(Excerpted records begins)
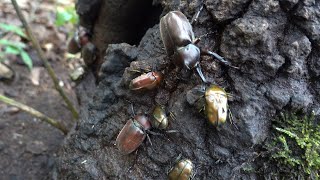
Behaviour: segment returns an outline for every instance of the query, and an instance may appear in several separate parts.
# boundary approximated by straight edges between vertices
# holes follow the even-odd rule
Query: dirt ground
[[[67,33],[72,27],[55,27],[57,2],[18,2],[42,47],[52,47],[44,49],[46,56],[68,97],[77,104],[75,84],[70,80],[69,72],[79,62],[66,60],[64,57]],[[68,3],[72,5],[73,2]],[[10,1],[2,1],[0,9],[0,22],[20,25]],[[19,57],[8,57],[5,63],[13,69],[15,78],[10,83],[0,81],[0,94],[27,104],[71,128],[72,115],[54,89],[30,42],[27,51],[33,59],[33,70],[29,71]],[[48,124],[0,103],[0,179],[55,179],[54,157],[63,139],[62,133]]]

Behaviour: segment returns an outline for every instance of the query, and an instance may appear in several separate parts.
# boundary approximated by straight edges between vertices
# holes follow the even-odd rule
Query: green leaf
[[[6,54],[0,51],[0,62],[4,61],[5,56],[6,56]]]
[[[14,26],[10,24],[0,23],[0,28],[4,31],[10,31],[18,34],[21,37],[27,38],[27,35],[23,32],[23,29],[19,26]]]
[[[78,15],[73,6],[57,8],[56,26],[62,26],[67,23],[76,24],[78,22]]]
[[[32,69],[32,59],[30,58],[29,54],[25,51],[21,51],[20,53],[22,61],[28,66],[29,70]]]
[[[15,42],[15,41],[8,41],[6,39],[0,39],[0,45],[13,46],[13,47],[16,47],[17,49],[23,49],[23,48],[27,47],[24,43]]]
[[[14,54],[14,55],[18,55],[20,54],[21,49],[16,48],[15,46],[6,46],[5,47],[5,54]]]

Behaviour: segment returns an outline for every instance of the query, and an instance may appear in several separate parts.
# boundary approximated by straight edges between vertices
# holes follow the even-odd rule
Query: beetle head
[[[175,64],[186,66],[188,69],[194,68],[200,60],[200,49],[194,44],[188,44],[180,47],[174,53]]]
[[[144,130],[149,130],[151,128],[149,119],[144,115],[136,115],[134,120],[137,121]]]

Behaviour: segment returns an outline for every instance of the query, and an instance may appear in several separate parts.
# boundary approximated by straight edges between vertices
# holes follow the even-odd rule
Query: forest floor
[[[60,84],[68,97],[78,106],[74,92],[75,83],[70,80],[69,73],[80,63],[77,59],[67,59],[65,56],[68,33],[72,31],[72,25],[55,26],[55,1],[18,2],[45,50]],[[66,5],[74,6],[73,3],[67,1]],[[21,26],[11,1],[2,2],[0,9],[1,23]],[[0,39],[3,38],[1,34],[0,29]],[[20,37],[11,38],[19,41]],[[72,128],[72,114],[54,89],[53,82],[31,42],[25,43],[26,51],[33,61],[33,68],[30,71],[19,56],[6,56],[4,63],[12,68],[15,77],[11,82],[0,81],[0,94],[27,104]],[[54,179],[54,157],[63,140],[63,134],[47,123],[17,108],[0,103],[0,179]]]

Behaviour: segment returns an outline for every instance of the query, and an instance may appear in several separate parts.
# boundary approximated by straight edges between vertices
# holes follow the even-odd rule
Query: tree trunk
[[[190,100],[201,79],[195,71],[186,78],[172,64],[159,32],[160,16],[180,10],[191,20],[201,2],[158,0],[147,6],[132,0],[102,1],[93,23],[93,42],[102,64],[100,81],[60,152],[61,179],[166,179],[179,155],[193,162],[195,179],[268,177],[261,147],[270,138],[277,113],[319,113],[320,3],[207,0],[193,25],[197,37],[209,33],[199,46],[240,68],[201,57],[207,80],[233,96],[229,98],[233,123],[219,127],[208,123]],[[149,11],[159,4],[162,14]],[[155,90],[131,91],[130,81],[141,74],[137,70],[161,71],[164,80]],[[178,132],[153,129],[162,135],[150,134],[152,145],[145,140],[136,153],[122,155],[114,143],[133,116],[131,104],[136,114],[150,118],[157,104],[165,106],[175,115],[174,120],[169,118],[169,130]]]

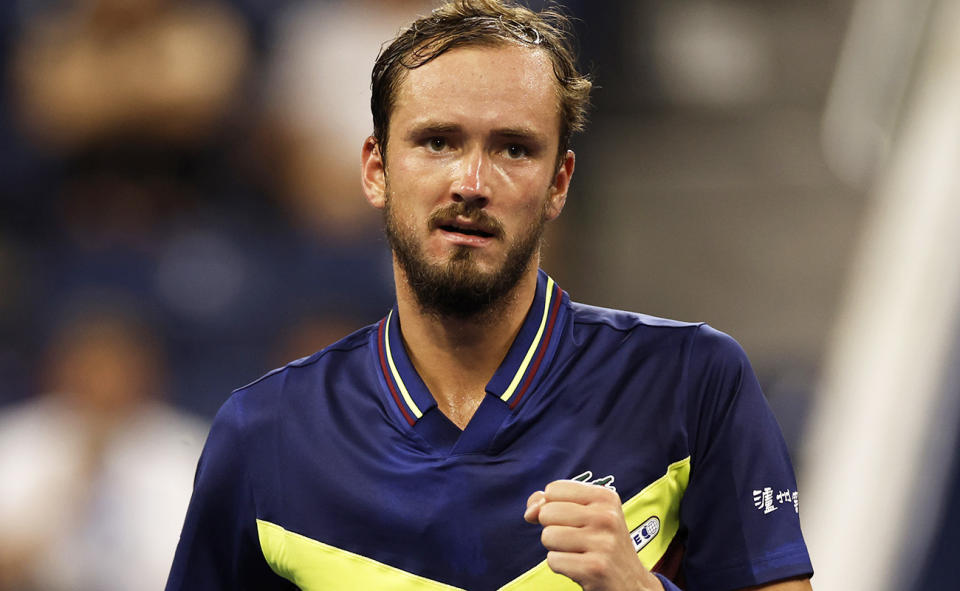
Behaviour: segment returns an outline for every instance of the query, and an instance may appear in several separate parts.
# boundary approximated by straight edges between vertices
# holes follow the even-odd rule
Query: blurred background
[[[544,267],[743,344],[816,589],[955,588],[960,0],[560,4]],[[161,589],[230,391],[391,305],[369,72],[431,6],[0,3],[0,591]]]

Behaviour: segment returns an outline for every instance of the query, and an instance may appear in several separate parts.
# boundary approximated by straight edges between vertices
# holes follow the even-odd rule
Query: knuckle
[[[604,486],[601,486],[599,488],[600,488],[600,492],[608,501],[610,501],[611,503],[616,503],[618,506],[620,505],[620,495],[617,494],[615,490],[606,488]]]
[[[611,529],[619,526],[619,525],[620,525],[620,522],[622,521],[622,519],[623,519],[623,518],[620,517],[620,512],[619,512],[619,511],[613,511],[613,510],[611,510],[611,511],[604,511],[604,512],[603,512],[603,523],[604,523],[604,525],[606,525],[607,527],[609,527],[609,528],[611,528]]]
[[[563,487],[563,482],[554,480],[543,488],[543,494],[549,498],[551,495],[556,495],[561,487]]]
[[[585,565],[587,576],[593,579],[602,579],[609,569],[610,561],[602,554],[591,555]]]
[[[592,521],[597,528],[610,531],[616,529],[619,525],[620,515],[616,511],[605,509],[595,512]]]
(Excerpted records ends)
What this task involves:
Write out all the entries precisely as given, omitting each image.

Solution:
Behaviour: segment returns an outline for every instance of the query, and an instance may appear in several separate parts.
# boundary approximated by straight edges between vertices
# holes follow the even-odd rule
Query: dirt ground
[[[67,33],[72,27],[55,27],[57,2],[18,2],[42,47],[52,47],[44,49],[46,56],[68,97],[77,104],[75,84],[70,80],[69,72],[79,62],[66,60],[64,57]],[[68,3],[72,5],[73,2]],[[10,1],[2,1],[0,9],[0,22],[20,25]],[[19,57],[8,57],[5,63],[13,69],[15,78],[10,83],[0,81],[0,94],[27,104],[71,128],[72,115],[54,89],[30,42],[27,51],[33,59],[33,70],[29,71]],[[48,124],[0,103],[0,179],[55,179],[54,157],[63,139],[62,133]]]

Behaviour: segment returns an outline for every instance of the query, and an instance may appear in several separate parts.
# boundary approximated by straight edges between vertices
# holes follow the even-odd rule
Query: green leaf
[[[6,54],[0,51],[0,62],[4,61],[5,56],[6,56]]]
[[[14,26],[10,24],[0,23],[0,28],[4,31],[10,31],[18,34],[21,37],[27,38],[27,35],[23,32],[23,29],[19,26]]]
[[[78,15],[73,6],[57,8],[56,26],[62,26],[67,23],[76,24],[78,22]]]
[[[32,69],[32,59],[30,58],[29,54],[25,51],[21,51],[20,53],[22,61],[28,66],[29,70]]]
[[[15,42],[15,41],[8,41],[6,39],[0,39],[0,45],[13,46],[13,47],[16,47],[17,49],[23,49],[23,48],[27,47],[24,43]]]
[[[14,54],[14,55],[18,55],[20,54],[21,49],[16,48],[15,46],[6,46],[5,47],[5,54]]]

Behaviour: segment returns an outline for every instance of the query, and an instance may appear in several separate parts.
# boundary approximated by straight edges between vertices
# holes follow the even-odd rule
Query: beetle head
[[[175,64],[186,66],[188,69],[194,68],[200,60],[200,49],[194,44],[188,44],[180,47],[174,53]]]
[[[144,130],[149,130],[151,128],[149,119],[144,115],[136,115],[134,120],[137,121]]]

Behaviour: segment returns an outline for every instance of the query, and an instance may appear in several separate parts.
# boundary approximated by straight edges between vertices
# holes follow the even-odd rule
Query: forest floor
[[[60,84],[68,97],[78,106],[74,92],[75,83],[70,80],[69,73],[80,63],[77,59],[67,59],[65,56],[68,33],[72,31],[72,25],[55,26],[55,1],[18,2],[45,50]],[[66,5],[74,6],[73,3],[67,1]],[[21,26],[11,1],[2,2],[0,9],[1,23]],[[0,39],[3,38],[1,34],[0,29]],[[20,37],[11,38],[19,41]],[[72,128],[72,114],[54,89],[53,82],[31,42],[25,43],[26,51],[33,61],[33,68],[30,71],[19,56],[6,56],[4,63],[12,68],[15,77],[11,82],[0,81],[0,94],[27,104]],[[54,179],[54,157],[63,140],[63,134],[47,123],[17,108],[0,103],[0,179]]]

Behaviour: segment returns an outline for every instance of the query, and an instance may appear in several separate parts.
# boundary approximated by straight edges between vertices
# holes follow the even-odd rule
Query: tree trunk
[[[190,100],[201,79],[195,71],[186,78],[172,64],[159,32],[160,16],[180,10],[191,20],[201,2],[158,0],[147,6],[132,0],[102,1],[93,23],[93,42],[102,64],[100,81],[60,152],[61,179],[166,179],[179,155],[193,162],[195,179],[268,177],[261,147],[270,138],[277,113],[319,113],[320,3],[207,0],[193,25],[197,37],[209,33],[199,46],[240,68],[201,57],[207,80],[233,96],[229,98],[233,123],[219,127],[208,123]],[[149,11],[159,4],[162,14]],[[155,90],[131,91],[130,81],[141,74],[137,70],[161,71],[164,80]],[[178,132],[153,129],[162,135],[150,134],[152,145],[145,140],[136,153],[122,155],[114,143],[133,116],[131,104],[136,114],[150,118],[157,104],[165,106],[175,115],[174,120],[169,118],[169,130]]]

Behaviour: segment returns an outline for every instance of the query, and an instance may appear in several separate parts.
# boundary approximated by straight edges between vertices
# holes follow the even-odd rule
Query: blurred background
[[[544,267],[743,344],[816,589],[955,588],[960,0],[560,4]],[[161,589],[230,391],[391,305],[369,72],[431,6],[0,3],[0,591]]]

Behaviour: segment returns an outline for every instance of the query, and an instance may appear in several separate parts.
# boundary approximated by straight edges between vertices
# holes follow the even-odd rule
Query: knuckle
[[[604,486],[601,486],[599,488],[600,488],[600,492],[608,501],[610,501],[611,503],[616,503],[618,506],[620,505],[620,495],[617,494],[615,490],[606,488]]]
[[[611,529],[619,526],[619,525],[620,525],[620,522],[622,521],[622,519],[623,519],[623,518],[620,517],[620,512],[619,512],[619,511],[613,511],[613,510],[611,510],[611,511],[604,511],[604,512],[603,512],[603,523],[604,523],[604,525],[606,525],[607,527],[609,527],[609,528],[611,528]]]
[[[563,487],[563,482],[554,480],[543,488],[543,494],[549,498],[551,495],[556,495],[561,487]]]
[[[585,565],[587,576],[593,579],[602,579],[609,569],[610,561],[602,554],[591,555]]]
[[[592,521],[597,528],[610,531],[616,529],[619,525],[620,515],[616,511],[605,509],[595,512]]]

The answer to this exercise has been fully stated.